Sin embargo, y para nuestra desgracia, la otra tentación luciferina del alma europea, el romanticismo esencialista pulverizador de Estados en nombre de la Nación, continúa vigente y cobra renovados bríos. De nada sirven la experiencia histórica acumulada, con sus estelas de horror, de barbarie y de muerte masivas infligidas a poblaciones inocentes a mayor gloria del Volkgeist, ni la observación de los presentes conflictos sangrientos que han desgarrado y todavían laten en los Balcanes, en Irlanda o en el País Vasco, ni, sin llegar a tales niveles de tragedia, la incertidumbre, el desasosiego o las tensiones reinantes en Italia, en Francia y en España en torno a las agresivas políticas disgregadoras de los nacionalismos padano, corso o catalán. La tremenda y siniestra eficacia electoral de la apelación a la identidad étnica, lingüística o cultural, o al imaginario agravio económico o fiscal, induce irresistiblemente a los dirigentes nacionalistas a llamar a la división, a la separación y al enfrentamiento con sus Estados matriz, por democráticos, descentralizados y redistributivos que éstos sean. La suprema certidumbre del poder es mucho más atractiva que el humilde fulgor de la verdad.

En este agitado contexto, la exigencia airada del derecho de autodeterminación, de su ejercicio irrestricto y de su inclusión en los marcos legales de los Estados compuestos, como es el caso del Estado español, se ha convertido en una de las principales armas dialécticas de los nacionalismos particularistas en su afán por conseguir la "soberanía" para sus supuestas "naciones". Evidentemente, esta perentoria petición no es más que una maniobra de distracción y un astuto ejercicio de calentamiento del ambiente porque en el momento en que los nacionalistas advierten que son mayoría en las comunidades donde operan, proceden indefectiblemente a una convocatoria unilateral del plebiscito para la independencia, sin esperar a modificación constitucional alguna. La impúdica afirmación del jefe de filas del independentismo quebequés, Lucien Bouchard, de que llamarán al referéndum cuando "les conditions seront gagnantes" se comenta sola. Ni que decir tiene que la posibilidad de volver a preguntar al pueblo de Quebec si desea su reintegración en la federación canadiense, una vez que la hipotética consulta gagnante hubiera tenido lugar, ni se contempla. Los nacionalistas de todas las latitudes, y en esto hay que alabarles el gusto, sólo compran lotería si saben que les toca.

* DATOS REGISTRADOS
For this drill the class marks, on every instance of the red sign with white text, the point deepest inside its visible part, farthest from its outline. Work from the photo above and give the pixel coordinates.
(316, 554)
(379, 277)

* INSTRUCCIONES
Retoma el texto sobre los nacionalismos y el derecho de autodeterminación y continúalo a partir de su última oración.

* RESULTADO
Ahora bien, no es casualidad que, pese a la existencia en el mundo de unas mil quinientas naciones catalogadas en el sentido étnico-cultural, los asientos de las Naciones Unidas estén ocupados por dos centenares escasos de Estados reconocidos, entre los cuales tan sólo una docena presentan, a la luz de esta misma perspectiva, una perfecta homogeneidad. Tampoco es un capricho que el orden internacional ofrezca una indisimulada resistencia a los cambios en el número e identidad de los Estados independientes homologados y reconocidos como tales por el resto. Aunque la asignación de la condición de Estado "viable" carece de precisión y obedece a las causas más dispares, que dotan de personalidad jurídica internacional a San Marino, Mónaco, Andorra, Singapur, El Vaticano o Kuwait y se lo niegan a Quebec, Kurdistán, Escocia o Cataluña, no cabe duda de que los valores eventualmente perturbados por la irrupción de fronteras inéditas, a saber, la estabilidad de la arquitectura jurídica internacional y la organización racional y democrática de la convivencia en el interior de los Estados consolidados, tienen la suficiente entidad como para no incurrir en excesivas alegrías a la hora de andar excitando apetencias secesionistas o anexionistas. Un Estado de nuevo cuño puede ser económica, cultural y demográficamente funcional y, a pesar de ello, su creación aparecer como un disparate de grandes dimensiones. La opción de crear un Estado antes inexistente ha de ser racional, ha de salvaguardar los derechos de las minorías presuntamente afectadas y no ha de quebrar la estabilidad y la paz internacionales. Una viabilidad nacional asociada a la guerra, al hambre, al genocidio o a la alteración grave del orden mundial no merece ser ni siquiera considerada más allá de la mera fantasía especulativa.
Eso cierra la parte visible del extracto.